Challenge 1 :: According to the blink-probability thread below, how many seconds does the asker count in a single day?

Supplied text ::
35
$\begingroup$

Hypothetically, if I have a 0.00048% chance of dying when I blink, and I blink once a second, what chance do I have of dying in a single day?

I tried $1-0.0000048^{86400}$ but no calculator I could find would support this. How would I work this out manually?

$\endgroup$
  • 12
    $\begingroup$ That should rather be 1 - (1 - 0.0000048)^(24 * 60 * 60). $\endgroup$ – dxiv Jun 9 '17 at 17:48
  • 9
    $\begingroup$ It's $1-(1-0.0000048)^{86400}$...you have the parentheses wrong. That's why you're getting underflow error. $\endgroup$ – user408433 Jun 9 '17 at 17:51
  • 26
    $\begingroup$ The title just makes me sad, please change dying with turning into a beautiful flower or something like that... $\endgroup$ – Jack D'Aurizio Jun 9 '17 at 18:22
  • 6
    $\begingroup$ There's a logical fallacy here. These assumptions don't let you calculate the chance you have of "dying in a single day". They let you calculate the chance of dying in a single day while blinking. You could get hit by a bus with your eyes wide open. $\endgroup$ – candied_orange Jun 10 '17 at 3:07
  • 2
    $\begingroup$ @CandiedOrange But everyone knows the danger of - and probability of dying from - the Weeping Angels dwarfs the danger of busses. $\endgroup$ – WetSavannaAnimal Jun 10 '17 at 8:59

10 Answers 10

38
$\begingroup$

When $n$ is large, $p$ is small and $np<10$, then the Poisson approximation is very good. In that case, the answer is approximately: $$P =1 - e^{-\lambda}=1-0.6605 = 0.3395$$, where $\lambda = np = 0.41472.$

$\endgroup$
  • 4
    $\begingroup$ I assume you are approximating the binomial, but this in fact is not a binomial situation. It's geometric (once you have your first occurrence--death--the process ends.) For instance, using the Poisson approximation to the binomial with these values, the chance of dying twice (which should be 0) comes out to $e^{-.41472}\frac{.41472^2}{2!}\approx .0568$. $\endgroup$ – paw88789 Jun 9 '17 at 18:31
  • 2
    $\begingroup$ @paw88789 I would assume the probability being calculated here is the probability of the Poisson variable being nonzero (not the probability that it's equal to $1$), so the distinction between dying once and twice is immaterial. $\endgroup$ – Erick Wong Jun 9 '17 at 19:27
  • 1
    $\begingroup$ @paw88789: it is not a geometric distribution for the question of interest. A geometric distribution would answer the question "what's the distribution of number of seconds until I die?", rather than "what's the probability that I die within one day?" $\endgroup$ – Cliff AB Jun 9 '17 at 20:58
  • 2
    $\begingroup$ $n$ and $p$ are such widely used variable names that it might make it clearer if you explain what they denote in this context. And while it's more clear that $P$ is the overall probability, it might be worth a confirmation of that. $\endgroup$ – Todd Wilcox Jun 9 '17 at 21:30
  • 2
    $\begingroup$ @Mehrdad On the other hand, we only know the probability of dying to 2 significant digits, so the approximation doesn't need to be more accurate than that. :) $\endgroup$ – chepner Jun 10 '17 at 14:03
36
$\begingroup$

As @Saketh and @dxiv indicate, you want to take a large power: $(1 - p)^{86400}$, where $p$ is tiny. Calculators don't do well at this. But if you use the rule that $$ a^b = \exp(b \log a) $$ then you can compute $$ b \log a \approx 86400 \log .9999952 \approx -0.41472099533 $$ and compute $e$ to that power to get approximately $0.6605...$, and hence your probability of dying is 1 minus that, or about 34%.

Excerpted data ::
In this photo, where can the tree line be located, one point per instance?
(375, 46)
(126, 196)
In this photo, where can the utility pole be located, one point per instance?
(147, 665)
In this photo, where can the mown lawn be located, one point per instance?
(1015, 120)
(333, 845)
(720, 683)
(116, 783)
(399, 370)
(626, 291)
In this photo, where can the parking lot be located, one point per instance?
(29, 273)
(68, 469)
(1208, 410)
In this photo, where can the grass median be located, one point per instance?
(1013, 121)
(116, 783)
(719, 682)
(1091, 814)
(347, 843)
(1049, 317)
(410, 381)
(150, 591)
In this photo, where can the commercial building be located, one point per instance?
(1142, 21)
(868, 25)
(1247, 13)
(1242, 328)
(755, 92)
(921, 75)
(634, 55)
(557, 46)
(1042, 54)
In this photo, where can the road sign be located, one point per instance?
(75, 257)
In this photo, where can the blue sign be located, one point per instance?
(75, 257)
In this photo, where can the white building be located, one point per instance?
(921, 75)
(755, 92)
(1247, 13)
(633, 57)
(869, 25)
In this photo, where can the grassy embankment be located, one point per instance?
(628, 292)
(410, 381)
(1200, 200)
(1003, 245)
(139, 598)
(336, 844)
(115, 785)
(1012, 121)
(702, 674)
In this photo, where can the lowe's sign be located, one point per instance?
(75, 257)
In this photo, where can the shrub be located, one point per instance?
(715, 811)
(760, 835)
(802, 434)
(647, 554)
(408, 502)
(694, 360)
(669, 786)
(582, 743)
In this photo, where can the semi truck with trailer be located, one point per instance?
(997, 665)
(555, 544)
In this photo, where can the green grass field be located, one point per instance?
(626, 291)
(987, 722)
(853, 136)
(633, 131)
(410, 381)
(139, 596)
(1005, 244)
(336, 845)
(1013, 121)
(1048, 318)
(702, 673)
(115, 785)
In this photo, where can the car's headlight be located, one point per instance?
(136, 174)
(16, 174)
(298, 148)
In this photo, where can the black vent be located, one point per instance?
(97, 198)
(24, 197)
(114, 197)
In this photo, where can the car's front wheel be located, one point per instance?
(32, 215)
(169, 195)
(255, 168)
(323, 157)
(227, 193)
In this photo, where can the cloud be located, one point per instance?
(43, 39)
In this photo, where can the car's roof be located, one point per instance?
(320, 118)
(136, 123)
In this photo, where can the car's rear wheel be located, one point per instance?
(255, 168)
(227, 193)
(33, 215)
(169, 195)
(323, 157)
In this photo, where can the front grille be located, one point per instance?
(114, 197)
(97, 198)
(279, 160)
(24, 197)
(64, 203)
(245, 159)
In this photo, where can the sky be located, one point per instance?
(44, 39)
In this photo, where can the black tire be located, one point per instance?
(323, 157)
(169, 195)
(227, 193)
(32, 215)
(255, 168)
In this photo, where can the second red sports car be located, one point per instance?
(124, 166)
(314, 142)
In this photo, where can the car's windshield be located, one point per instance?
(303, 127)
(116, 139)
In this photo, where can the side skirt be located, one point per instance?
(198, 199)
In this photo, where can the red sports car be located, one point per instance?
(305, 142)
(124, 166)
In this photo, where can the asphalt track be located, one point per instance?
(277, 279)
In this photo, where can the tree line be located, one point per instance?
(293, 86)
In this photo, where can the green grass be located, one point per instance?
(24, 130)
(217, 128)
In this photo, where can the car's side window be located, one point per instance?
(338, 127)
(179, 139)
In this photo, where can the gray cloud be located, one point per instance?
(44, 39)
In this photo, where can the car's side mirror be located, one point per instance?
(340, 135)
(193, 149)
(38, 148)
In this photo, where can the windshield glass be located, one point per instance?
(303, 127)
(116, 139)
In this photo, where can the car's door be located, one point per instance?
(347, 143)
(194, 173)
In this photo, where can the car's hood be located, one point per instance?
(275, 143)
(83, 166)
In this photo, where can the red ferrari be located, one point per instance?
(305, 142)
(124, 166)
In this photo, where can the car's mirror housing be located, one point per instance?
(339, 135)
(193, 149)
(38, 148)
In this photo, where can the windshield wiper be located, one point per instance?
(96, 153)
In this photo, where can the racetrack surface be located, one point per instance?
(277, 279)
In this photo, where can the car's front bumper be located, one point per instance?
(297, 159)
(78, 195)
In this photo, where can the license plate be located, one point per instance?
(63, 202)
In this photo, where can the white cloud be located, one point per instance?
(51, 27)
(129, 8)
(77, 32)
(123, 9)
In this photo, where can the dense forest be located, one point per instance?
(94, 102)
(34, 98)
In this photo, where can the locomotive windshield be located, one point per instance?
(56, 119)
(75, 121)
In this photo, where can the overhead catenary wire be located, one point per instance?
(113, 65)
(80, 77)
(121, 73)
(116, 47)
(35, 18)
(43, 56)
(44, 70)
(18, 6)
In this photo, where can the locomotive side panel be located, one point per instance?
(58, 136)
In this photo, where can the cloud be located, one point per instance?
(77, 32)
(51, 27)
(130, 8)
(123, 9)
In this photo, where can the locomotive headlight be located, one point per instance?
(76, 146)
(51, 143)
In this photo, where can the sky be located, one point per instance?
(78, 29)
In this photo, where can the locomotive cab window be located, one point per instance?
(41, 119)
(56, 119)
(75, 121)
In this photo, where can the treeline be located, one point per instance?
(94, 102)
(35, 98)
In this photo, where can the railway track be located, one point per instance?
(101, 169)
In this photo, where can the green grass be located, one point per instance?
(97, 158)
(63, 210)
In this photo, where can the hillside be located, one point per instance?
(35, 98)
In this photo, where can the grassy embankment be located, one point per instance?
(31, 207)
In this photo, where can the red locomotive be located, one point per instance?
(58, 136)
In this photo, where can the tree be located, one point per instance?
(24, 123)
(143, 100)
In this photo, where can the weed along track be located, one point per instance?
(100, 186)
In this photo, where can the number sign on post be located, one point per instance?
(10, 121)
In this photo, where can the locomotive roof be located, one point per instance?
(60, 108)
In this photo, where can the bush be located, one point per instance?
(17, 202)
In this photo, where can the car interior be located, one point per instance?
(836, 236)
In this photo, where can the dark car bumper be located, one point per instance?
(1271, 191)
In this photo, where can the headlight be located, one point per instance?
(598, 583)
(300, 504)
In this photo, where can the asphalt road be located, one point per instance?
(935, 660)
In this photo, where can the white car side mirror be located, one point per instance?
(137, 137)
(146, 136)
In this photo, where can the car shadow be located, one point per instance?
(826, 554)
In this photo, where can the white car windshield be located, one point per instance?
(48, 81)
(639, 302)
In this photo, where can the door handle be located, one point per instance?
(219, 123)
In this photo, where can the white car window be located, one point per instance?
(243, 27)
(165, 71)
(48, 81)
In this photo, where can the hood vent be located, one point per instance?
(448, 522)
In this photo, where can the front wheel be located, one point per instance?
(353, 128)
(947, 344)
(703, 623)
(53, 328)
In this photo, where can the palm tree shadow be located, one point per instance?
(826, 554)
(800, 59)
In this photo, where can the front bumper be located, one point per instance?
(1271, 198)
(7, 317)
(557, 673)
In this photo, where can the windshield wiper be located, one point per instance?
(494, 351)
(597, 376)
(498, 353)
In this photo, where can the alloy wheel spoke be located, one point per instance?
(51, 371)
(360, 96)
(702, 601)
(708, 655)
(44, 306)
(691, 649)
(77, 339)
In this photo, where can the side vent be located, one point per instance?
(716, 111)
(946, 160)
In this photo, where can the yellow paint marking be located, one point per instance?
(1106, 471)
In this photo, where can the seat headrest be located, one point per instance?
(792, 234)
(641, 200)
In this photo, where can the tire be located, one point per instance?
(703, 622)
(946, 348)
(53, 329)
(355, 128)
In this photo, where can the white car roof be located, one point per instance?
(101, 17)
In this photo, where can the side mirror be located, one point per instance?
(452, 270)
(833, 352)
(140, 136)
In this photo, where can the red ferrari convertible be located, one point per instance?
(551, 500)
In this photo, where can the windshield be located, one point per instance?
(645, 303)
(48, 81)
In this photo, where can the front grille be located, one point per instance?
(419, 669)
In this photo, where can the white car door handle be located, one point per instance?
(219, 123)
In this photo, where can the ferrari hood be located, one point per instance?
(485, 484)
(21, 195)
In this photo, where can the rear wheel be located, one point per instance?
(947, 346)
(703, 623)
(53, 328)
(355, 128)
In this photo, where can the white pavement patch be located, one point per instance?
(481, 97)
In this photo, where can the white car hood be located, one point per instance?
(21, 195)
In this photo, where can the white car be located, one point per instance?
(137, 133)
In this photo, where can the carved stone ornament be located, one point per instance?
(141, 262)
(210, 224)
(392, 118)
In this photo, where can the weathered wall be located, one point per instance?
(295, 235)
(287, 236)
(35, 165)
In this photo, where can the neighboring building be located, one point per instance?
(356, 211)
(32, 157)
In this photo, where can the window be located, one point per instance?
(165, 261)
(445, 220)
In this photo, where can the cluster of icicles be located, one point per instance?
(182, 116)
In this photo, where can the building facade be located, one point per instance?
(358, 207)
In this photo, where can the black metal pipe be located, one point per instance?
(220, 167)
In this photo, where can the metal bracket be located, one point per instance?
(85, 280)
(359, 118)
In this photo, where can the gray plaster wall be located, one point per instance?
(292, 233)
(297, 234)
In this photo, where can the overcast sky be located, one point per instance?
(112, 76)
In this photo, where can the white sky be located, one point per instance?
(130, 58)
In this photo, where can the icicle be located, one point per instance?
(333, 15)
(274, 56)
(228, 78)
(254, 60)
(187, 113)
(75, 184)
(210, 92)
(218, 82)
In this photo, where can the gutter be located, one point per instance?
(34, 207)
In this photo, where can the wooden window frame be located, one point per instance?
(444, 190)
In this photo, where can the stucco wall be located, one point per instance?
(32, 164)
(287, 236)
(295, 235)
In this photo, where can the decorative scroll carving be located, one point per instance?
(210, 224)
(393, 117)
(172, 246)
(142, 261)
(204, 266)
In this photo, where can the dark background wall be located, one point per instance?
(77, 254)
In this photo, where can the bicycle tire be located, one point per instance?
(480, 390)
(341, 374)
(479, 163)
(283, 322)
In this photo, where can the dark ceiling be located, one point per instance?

Challenge 2 :: Pull out every line of the records above that contains the string "door". Case counts.

Correct response 1 :: 86,400 seconds.

Correct response 2 ::
In this photo, where can the car's door be located, one point per instance?
In this photo, where can the door handle be located, one point per instance?
In this photo, where can the white car door handle be located, one point per instance?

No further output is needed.